# Stone Recommendations for a Novice



## AT5760 (Jan 3, 2019)

Hi:

I am new to the forums and to Japanese kitchen knives. I recently purchased a Tanaka Blue 2 240mm Gyuto and that is my primary reason for looking to purchase stones. However, I also have several Henckels and Wusthof knives. If I can use the same stones to sharpen those as well, that is a bonus.

LOCATION
What country are you in?

U.S.

STONE TYPE
What type of stone are you interested in:
Synthetic or Natural?

No preference

Splash and go or soaker?

No preference. I have plenty of space to store/soak.

What grit range are you looking for?

Open to suggestions. I am mainly interested in keeping a good edge on my knives. If any real chips develop, or anything needs thinning, I will probably send it to a professional.

What stone are you replacing if any?

None

What stones do you currently use in your lineup?

I have a cheap, small two-sided stone that I use for pocket knifes and tools (likely ~400/1000)

What is your absolute maximum budget for your stone?

I'm looking to stay on the lower end. As I get more comfortable, and if (or when) I start adding knives, I will be open to purchasing higher-end stones.

STONE USE
Do you primarily intend to use this knife at home or a professional environment?

### [Record set]
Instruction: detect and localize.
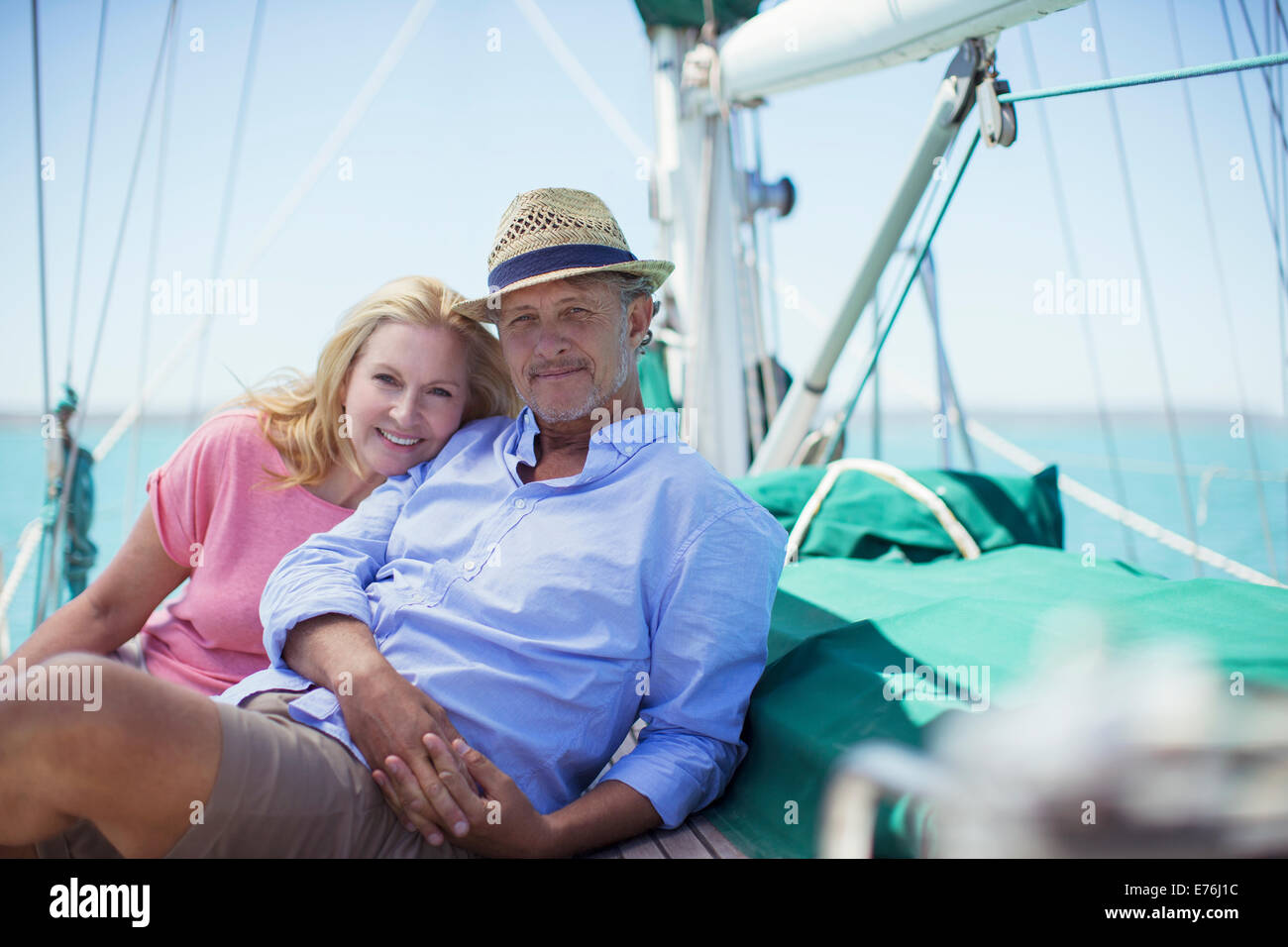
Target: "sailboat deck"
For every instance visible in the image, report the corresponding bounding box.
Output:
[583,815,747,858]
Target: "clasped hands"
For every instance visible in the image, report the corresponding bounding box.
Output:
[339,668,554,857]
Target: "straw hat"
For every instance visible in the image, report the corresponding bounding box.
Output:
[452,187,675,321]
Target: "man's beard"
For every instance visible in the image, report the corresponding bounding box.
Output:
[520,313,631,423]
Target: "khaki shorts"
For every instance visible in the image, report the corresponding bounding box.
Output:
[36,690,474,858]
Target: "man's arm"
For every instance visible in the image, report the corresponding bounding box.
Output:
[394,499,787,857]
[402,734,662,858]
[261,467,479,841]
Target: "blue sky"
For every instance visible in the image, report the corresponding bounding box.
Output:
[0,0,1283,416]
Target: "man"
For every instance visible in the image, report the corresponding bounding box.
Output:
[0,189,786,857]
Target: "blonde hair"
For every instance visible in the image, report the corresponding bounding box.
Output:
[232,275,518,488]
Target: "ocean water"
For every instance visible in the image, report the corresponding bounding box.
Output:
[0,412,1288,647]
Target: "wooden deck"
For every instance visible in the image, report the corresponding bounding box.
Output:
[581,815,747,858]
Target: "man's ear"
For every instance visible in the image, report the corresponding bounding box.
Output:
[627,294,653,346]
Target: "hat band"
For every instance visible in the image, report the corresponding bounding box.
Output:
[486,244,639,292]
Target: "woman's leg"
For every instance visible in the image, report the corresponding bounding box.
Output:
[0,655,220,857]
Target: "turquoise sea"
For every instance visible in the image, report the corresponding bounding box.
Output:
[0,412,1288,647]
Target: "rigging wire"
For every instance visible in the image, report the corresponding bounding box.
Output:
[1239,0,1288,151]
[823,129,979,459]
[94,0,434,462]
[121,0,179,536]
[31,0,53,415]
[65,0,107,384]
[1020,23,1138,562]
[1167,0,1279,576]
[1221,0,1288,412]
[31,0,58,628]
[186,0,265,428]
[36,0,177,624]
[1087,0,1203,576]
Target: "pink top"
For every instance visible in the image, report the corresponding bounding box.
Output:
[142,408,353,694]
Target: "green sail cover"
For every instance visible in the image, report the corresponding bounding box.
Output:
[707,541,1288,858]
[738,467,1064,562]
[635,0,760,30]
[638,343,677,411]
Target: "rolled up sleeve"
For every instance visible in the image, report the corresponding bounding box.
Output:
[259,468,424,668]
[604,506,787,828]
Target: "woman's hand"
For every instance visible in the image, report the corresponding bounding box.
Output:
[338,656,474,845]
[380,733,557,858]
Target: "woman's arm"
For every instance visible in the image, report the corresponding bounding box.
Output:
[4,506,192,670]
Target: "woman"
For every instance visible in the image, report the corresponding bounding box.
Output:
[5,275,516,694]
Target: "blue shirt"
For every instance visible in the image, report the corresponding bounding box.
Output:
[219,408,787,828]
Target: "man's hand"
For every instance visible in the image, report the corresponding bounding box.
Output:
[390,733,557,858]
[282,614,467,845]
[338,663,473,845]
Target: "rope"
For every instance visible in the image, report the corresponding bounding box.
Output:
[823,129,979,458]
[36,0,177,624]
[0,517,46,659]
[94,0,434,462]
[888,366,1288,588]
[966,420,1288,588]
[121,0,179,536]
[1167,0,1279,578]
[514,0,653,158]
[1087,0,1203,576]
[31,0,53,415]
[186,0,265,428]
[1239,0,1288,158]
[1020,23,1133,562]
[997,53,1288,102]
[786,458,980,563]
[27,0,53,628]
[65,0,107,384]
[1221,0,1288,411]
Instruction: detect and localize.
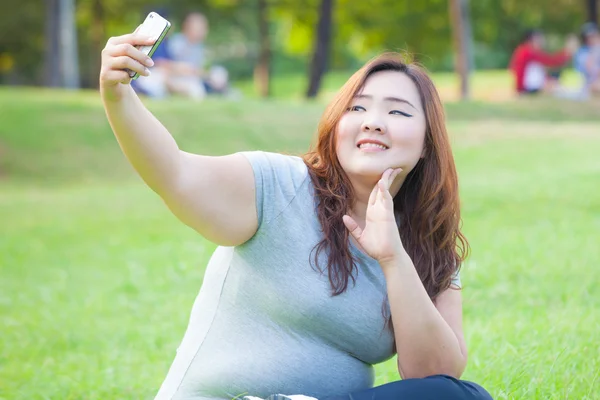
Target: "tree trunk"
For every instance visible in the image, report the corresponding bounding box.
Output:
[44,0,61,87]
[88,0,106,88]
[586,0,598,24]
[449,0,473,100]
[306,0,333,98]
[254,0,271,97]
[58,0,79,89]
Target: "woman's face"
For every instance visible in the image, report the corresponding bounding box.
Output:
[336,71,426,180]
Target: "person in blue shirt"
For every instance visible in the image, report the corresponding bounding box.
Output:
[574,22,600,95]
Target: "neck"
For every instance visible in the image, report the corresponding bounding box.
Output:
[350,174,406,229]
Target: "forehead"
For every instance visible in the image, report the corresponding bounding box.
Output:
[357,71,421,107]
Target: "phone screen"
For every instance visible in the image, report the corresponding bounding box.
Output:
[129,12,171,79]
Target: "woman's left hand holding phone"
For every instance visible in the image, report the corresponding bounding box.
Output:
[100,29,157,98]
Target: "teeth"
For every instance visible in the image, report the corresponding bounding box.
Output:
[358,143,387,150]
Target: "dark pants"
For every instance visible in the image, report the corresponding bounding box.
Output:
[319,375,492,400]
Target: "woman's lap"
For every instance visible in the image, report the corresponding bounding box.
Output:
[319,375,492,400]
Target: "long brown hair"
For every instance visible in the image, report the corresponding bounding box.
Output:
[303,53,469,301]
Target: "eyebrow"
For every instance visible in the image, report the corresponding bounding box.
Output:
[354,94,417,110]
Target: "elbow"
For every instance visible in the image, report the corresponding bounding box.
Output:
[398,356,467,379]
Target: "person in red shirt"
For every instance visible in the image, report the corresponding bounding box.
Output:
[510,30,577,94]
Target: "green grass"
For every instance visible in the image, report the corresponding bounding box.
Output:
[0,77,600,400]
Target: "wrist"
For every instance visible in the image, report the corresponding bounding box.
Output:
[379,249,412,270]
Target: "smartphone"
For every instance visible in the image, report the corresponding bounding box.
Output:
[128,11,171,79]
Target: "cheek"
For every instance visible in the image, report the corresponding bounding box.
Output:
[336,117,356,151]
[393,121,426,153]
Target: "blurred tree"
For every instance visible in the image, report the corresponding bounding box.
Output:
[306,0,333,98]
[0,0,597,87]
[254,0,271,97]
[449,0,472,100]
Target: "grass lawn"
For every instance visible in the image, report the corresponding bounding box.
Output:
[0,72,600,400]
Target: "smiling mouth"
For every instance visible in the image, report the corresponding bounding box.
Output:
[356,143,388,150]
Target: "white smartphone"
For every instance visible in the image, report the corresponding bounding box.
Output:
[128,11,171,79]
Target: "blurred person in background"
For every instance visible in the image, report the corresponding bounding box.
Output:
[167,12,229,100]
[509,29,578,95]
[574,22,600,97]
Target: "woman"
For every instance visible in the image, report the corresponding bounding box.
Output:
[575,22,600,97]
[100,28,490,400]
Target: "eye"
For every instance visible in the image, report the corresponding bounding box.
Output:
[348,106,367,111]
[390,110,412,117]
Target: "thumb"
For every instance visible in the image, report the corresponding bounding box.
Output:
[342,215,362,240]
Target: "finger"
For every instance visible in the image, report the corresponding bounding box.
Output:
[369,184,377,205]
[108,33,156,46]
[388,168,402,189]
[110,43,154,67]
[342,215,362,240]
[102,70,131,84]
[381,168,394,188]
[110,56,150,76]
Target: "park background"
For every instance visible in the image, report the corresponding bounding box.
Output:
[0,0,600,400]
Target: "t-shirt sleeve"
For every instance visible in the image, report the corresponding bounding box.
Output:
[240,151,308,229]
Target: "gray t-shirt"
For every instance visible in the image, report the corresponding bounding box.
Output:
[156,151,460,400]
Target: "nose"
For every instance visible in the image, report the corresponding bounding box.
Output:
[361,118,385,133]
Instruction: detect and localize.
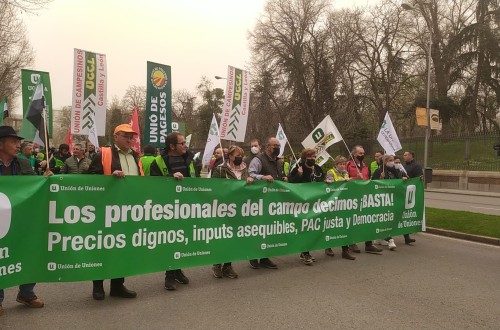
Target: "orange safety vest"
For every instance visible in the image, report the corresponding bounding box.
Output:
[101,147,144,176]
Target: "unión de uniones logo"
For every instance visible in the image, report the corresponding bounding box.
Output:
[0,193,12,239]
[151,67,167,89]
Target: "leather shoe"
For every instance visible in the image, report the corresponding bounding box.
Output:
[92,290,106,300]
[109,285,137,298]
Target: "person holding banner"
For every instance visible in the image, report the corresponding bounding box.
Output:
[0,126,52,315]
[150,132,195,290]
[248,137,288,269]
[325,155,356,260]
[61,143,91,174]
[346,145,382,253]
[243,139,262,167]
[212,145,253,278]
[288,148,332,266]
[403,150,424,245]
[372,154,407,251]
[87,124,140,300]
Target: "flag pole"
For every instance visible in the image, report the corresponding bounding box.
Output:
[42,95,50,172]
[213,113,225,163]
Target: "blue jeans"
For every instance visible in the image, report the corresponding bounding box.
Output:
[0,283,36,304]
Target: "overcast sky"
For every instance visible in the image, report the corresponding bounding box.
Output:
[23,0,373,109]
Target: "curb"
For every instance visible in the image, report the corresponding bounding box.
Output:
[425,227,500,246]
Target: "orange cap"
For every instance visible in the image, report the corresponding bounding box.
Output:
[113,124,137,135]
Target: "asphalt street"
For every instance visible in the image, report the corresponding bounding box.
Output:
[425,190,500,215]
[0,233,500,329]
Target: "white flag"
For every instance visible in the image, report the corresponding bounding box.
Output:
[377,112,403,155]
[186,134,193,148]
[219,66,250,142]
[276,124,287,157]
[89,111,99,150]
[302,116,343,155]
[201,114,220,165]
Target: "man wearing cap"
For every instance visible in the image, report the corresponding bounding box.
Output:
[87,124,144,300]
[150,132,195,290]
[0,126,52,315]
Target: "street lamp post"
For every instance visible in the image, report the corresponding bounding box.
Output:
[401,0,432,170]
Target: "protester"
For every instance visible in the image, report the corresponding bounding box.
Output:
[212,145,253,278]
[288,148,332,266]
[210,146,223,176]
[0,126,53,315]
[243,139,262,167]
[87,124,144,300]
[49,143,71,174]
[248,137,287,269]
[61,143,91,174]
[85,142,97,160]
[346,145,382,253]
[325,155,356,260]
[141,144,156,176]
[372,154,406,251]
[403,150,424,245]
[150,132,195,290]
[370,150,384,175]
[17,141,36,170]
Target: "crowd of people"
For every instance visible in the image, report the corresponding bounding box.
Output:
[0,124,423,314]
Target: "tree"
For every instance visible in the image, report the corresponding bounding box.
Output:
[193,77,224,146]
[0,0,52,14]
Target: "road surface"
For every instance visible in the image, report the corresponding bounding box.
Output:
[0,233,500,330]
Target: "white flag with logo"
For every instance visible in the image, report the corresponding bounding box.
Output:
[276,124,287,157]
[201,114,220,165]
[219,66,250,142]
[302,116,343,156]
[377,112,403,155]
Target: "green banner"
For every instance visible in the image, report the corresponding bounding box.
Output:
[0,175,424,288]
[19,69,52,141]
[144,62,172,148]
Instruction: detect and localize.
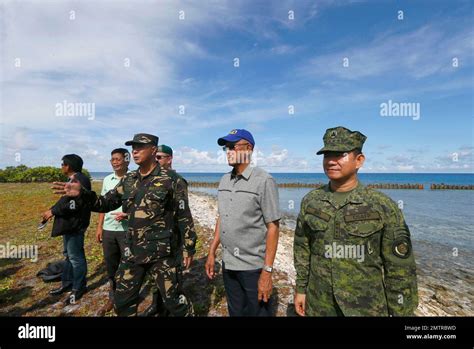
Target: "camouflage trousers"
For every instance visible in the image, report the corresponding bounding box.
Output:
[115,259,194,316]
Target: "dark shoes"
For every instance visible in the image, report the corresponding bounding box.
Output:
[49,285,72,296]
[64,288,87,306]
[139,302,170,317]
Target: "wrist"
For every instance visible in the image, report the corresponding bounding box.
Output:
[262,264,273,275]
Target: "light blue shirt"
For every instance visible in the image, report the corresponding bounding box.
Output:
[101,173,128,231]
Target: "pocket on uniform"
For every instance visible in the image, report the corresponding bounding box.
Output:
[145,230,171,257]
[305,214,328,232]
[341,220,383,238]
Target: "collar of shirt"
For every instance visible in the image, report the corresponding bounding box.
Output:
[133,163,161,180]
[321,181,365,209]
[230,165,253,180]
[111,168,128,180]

### [Exercise 1]
Echo the stone recommendations thread word for word between "## AT5760 (Jan" and "Synthetic or Natural?", inclusive.
### [Exercise 2]
Swap "clasped hands" for "folded hands" in the lines of the records from the beginning through the line holding "[339,668,554,857]", inclusive, and keep everything else the same. Give only those lines, and omit the pictures.

### [Task result 1]
## AT5760 (Jan 3, 2019)

Hi:

I am new to the forums and to Japanese kitchen knives. I recently purchased a Tanaka Blue 2 240mm Gyuto and that is my primary reason for looking to purchase stones. However, I also have several Henckels and Wusthof knives. If I can use the same stones to sharpen those as well, that is a bonus.

LOCATION
What country are you in?

U.S.

STONE TYPE
What type of stone are you interested in:
Synthetic or Natural?

### [Task result 2]
Instruction: detect and localize.
Target: "sailboat deck"
For every instance visible in the image, report the corresponding bounding box.
Output:
[583,815,747,858]
Target: "folded hands"
For every instance visible in the image, report the corresponding bounding box.
Output:
[339,668,554,857]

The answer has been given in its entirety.